Requirement — From the entries below, list each line with "person".

================================

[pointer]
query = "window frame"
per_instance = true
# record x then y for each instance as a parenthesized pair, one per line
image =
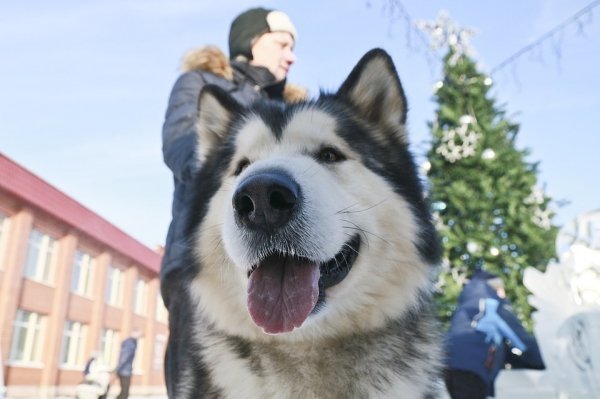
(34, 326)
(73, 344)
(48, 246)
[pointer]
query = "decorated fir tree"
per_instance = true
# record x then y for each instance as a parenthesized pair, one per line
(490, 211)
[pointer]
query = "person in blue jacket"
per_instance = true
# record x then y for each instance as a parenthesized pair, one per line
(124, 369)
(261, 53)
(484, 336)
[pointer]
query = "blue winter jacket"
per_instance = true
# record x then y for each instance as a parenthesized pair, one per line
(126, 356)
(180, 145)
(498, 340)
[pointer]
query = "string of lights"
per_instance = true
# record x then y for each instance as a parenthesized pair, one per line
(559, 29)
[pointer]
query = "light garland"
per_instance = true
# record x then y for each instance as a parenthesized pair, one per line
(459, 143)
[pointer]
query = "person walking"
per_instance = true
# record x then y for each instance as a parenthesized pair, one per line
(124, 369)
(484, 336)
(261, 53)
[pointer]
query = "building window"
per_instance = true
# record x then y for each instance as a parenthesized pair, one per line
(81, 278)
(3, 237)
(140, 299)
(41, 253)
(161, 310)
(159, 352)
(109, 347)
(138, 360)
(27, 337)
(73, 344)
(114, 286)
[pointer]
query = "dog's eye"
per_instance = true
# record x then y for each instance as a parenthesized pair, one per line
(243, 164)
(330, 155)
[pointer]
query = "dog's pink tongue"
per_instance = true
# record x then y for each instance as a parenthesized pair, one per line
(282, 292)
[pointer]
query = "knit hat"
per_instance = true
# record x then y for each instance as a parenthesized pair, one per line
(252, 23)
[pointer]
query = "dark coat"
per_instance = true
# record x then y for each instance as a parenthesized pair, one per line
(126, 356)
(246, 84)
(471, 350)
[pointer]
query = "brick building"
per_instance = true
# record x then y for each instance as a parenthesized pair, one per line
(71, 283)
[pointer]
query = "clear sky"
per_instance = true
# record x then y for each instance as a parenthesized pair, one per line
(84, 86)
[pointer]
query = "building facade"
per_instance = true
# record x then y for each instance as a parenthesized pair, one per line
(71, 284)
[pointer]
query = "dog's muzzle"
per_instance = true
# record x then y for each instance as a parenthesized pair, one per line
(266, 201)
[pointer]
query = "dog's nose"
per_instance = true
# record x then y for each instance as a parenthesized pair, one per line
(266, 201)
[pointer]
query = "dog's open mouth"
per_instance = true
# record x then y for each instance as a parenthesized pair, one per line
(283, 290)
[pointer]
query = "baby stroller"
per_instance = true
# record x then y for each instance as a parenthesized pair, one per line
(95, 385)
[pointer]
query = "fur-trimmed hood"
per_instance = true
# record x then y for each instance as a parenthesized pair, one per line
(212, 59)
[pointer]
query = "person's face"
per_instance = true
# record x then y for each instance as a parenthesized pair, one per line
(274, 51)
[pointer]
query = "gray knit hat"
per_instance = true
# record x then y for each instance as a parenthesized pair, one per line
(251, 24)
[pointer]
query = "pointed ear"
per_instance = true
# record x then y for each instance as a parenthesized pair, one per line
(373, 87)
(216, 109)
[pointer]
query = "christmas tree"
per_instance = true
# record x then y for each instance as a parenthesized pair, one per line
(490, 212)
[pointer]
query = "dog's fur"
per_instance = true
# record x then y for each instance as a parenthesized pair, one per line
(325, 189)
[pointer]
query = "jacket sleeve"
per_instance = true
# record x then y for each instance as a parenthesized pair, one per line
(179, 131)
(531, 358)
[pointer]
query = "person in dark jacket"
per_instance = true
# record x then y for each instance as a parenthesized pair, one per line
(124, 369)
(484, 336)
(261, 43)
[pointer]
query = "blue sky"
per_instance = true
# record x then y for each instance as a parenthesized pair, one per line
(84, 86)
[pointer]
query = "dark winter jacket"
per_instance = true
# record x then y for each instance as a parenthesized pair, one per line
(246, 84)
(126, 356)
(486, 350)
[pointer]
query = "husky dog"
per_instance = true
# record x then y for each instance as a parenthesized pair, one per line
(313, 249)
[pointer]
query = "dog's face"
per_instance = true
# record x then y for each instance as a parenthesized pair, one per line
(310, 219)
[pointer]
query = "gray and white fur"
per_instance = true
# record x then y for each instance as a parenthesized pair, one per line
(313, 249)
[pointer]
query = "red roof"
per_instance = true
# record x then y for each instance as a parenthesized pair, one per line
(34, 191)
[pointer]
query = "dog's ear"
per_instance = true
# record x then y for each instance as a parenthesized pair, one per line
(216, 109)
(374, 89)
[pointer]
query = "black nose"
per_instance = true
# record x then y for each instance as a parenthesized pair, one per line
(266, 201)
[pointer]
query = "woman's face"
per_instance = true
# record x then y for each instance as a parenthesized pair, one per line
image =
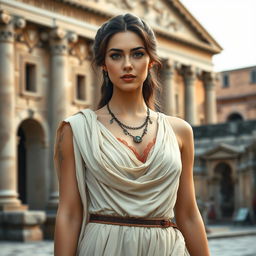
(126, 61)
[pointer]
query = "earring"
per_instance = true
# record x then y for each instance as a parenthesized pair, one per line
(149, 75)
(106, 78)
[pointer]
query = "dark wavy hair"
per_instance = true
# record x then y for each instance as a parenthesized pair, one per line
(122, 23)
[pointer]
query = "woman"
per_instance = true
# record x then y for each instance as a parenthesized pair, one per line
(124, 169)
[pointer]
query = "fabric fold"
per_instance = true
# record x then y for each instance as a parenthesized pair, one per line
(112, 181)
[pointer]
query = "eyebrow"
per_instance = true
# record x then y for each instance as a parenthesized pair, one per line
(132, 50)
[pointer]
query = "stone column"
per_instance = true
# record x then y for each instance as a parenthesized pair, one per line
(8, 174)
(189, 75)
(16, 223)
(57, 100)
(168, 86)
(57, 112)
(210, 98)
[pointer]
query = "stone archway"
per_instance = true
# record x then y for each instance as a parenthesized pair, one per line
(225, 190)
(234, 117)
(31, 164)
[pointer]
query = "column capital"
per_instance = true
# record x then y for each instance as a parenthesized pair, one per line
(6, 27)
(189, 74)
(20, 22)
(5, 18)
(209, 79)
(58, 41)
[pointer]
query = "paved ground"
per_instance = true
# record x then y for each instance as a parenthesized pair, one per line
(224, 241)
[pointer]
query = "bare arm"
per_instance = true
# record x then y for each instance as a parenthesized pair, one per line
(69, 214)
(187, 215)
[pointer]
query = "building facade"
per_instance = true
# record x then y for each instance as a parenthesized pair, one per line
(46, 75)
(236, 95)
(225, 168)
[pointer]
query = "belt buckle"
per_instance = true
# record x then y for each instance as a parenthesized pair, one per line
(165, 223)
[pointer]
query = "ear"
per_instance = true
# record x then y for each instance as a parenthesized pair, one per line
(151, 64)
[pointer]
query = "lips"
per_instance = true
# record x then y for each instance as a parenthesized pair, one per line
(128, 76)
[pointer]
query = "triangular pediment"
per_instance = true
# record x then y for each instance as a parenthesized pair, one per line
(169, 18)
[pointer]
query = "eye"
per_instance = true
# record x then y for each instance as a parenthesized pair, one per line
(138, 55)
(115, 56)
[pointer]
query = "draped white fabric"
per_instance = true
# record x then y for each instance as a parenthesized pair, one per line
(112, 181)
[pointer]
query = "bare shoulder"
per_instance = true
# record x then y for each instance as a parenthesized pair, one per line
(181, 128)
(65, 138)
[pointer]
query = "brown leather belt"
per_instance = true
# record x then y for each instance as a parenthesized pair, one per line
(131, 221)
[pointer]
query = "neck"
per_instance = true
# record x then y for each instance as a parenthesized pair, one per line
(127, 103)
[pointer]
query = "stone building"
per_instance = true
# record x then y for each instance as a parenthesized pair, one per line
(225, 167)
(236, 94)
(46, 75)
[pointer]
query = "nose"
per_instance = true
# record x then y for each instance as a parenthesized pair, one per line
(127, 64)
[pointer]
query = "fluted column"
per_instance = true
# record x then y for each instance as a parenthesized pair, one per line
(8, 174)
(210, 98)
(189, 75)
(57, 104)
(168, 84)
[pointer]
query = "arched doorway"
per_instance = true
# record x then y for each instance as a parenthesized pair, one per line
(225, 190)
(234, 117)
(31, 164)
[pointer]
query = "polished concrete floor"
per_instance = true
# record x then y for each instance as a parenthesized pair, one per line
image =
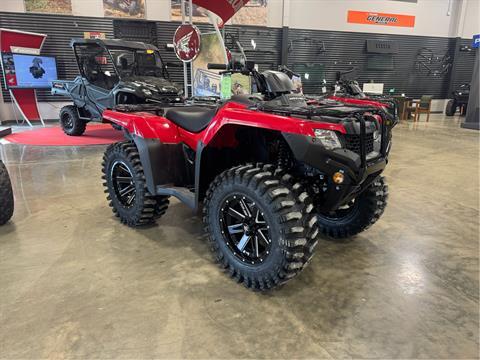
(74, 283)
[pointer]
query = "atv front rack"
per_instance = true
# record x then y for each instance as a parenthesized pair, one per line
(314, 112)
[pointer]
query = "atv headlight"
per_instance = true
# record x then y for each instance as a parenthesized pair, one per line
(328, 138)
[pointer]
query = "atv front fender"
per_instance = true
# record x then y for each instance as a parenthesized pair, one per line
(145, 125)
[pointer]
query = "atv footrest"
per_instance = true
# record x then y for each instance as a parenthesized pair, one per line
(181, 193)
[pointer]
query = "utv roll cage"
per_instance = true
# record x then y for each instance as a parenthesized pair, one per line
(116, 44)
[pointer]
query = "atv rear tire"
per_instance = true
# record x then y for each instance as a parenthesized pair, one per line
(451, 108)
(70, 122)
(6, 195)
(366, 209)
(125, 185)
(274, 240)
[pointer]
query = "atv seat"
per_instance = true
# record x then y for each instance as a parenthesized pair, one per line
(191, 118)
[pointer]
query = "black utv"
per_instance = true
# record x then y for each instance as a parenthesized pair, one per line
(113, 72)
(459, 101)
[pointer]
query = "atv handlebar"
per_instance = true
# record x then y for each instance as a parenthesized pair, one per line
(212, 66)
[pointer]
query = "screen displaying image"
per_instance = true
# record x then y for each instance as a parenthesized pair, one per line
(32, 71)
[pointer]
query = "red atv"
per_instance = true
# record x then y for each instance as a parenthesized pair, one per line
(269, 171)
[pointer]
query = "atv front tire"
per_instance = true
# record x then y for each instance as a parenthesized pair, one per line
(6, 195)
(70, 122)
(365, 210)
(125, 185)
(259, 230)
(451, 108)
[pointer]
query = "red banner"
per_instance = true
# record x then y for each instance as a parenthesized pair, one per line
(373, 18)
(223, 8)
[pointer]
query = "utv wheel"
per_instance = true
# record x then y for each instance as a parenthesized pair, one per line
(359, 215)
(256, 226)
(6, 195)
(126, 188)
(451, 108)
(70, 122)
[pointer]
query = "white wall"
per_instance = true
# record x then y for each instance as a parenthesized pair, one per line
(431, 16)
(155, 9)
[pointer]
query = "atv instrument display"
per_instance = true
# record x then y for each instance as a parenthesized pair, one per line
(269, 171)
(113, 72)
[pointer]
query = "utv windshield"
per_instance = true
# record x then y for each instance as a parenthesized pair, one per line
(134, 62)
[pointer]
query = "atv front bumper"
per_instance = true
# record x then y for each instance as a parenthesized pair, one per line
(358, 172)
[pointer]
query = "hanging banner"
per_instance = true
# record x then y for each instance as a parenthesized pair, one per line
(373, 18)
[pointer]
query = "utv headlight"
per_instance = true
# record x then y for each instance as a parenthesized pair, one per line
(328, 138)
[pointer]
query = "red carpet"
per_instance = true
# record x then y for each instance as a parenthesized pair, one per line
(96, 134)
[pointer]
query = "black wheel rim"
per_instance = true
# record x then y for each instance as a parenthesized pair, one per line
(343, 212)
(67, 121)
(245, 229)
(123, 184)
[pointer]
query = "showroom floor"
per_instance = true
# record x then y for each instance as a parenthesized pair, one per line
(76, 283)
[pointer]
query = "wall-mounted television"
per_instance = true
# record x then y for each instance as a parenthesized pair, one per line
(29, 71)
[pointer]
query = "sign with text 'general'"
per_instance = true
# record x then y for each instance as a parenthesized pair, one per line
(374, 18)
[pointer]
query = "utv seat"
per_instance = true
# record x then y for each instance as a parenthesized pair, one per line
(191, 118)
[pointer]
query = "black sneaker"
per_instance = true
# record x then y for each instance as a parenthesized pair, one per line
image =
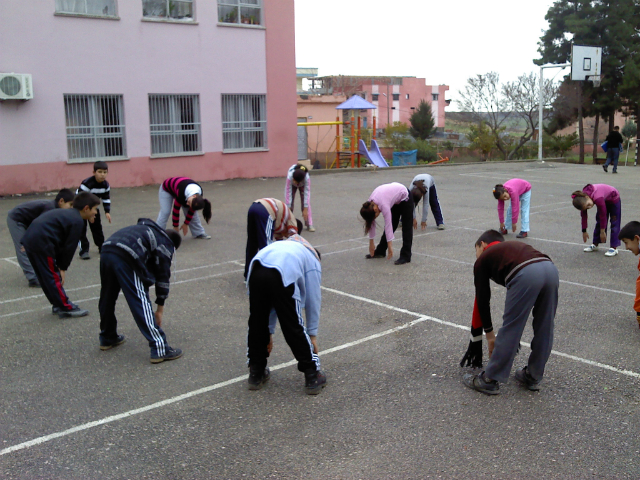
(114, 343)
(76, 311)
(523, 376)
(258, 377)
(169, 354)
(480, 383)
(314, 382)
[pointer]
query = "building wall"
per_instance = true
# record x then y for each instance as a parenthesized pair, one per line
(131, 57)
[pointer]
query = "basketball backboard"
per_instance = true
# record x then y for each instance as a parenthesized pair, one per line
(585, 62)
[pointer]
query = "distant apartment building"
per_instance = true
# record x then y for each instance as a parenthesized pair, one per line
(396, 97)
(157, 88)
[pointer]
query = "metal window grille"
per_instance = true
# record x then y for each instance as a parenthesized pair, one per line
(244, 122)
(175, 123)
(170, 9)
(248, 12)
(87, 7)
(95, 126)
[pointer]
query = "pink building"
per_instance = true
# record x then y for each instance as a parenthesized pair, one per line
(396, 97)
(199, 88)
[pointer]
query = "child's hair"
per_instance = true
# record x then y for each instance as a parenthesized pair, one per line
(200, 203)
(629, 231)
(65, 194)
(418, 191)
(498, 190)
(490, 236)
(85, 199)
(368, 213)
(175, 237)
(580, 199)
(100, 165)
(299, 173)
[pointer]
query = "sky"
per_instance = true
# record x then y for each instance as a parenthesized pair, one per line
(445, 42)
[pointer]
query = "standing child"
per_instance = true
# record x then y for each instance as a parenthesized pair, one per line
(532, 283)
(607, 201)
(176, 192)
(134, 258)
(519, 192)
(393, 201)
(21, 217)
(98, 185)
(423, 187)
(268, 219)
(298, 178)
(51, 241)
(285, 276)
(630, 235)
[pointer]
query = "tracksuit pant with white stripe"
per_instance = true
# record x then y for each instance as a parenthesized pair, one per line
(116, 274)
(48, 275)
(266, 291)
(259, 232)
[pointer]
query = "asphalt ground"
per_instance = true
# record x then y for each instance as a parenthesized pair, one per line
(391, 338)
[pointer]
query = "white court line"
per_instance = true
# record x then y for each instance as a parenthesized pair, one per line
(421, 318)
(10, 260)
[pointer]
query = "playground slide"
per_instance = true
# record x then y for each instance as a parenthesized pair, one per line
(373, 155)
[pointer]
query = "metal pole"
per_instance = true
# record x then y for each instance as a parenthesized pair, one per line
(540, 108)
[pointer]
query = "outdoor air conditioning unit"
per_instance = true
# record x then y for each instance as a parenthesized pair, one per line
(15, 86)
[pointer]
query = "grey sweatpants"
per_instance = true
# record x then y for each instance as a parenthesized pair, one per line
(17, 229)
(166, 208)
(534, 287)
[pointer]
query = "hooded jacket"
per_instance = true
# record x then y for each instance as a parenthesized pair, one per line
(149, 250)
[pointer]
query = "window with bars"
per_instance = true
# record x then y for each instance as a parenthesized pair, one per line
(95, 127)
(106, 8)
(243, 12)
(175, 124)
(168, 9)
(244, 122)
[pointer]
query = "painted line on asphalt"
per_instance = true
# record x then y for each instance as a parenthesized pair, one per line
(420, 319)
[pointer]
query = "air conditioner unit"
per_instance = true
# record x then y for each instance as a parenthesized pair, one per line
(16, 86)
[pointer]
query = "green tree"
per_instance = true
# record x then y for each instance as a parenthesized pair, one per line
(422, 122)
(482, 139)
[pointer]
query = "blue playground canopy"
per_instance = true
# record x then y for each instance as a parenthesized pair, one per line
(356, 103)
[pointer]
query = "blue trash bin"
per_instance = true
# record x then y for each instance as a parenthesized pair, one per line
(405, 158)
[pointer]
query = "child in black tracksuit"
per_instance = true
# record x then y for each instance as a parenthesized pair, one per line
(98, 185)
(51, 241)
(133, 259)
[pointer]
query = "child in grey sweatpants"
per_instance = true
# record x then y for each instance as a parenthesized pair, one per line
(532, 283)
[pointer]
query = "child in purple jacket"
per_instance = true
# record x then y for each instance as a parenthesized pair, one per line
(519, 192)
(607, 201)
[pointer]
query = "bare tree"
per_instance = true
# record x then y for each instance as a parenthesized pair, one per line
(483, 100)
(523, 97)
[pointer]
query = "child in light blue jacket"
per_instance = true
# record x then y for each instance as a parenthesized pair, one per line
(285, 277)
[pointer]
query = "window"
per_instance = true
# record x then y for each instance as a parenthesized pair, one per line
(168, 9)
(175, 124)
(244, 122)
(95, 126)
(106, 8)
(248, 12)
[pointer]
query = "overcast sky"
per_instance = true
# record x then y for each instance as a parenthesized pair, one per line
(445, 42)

================================

Answer space —
query = "person in blue jacket"
query = "person walking"
query = "person's face"
query = "person in dark jacket"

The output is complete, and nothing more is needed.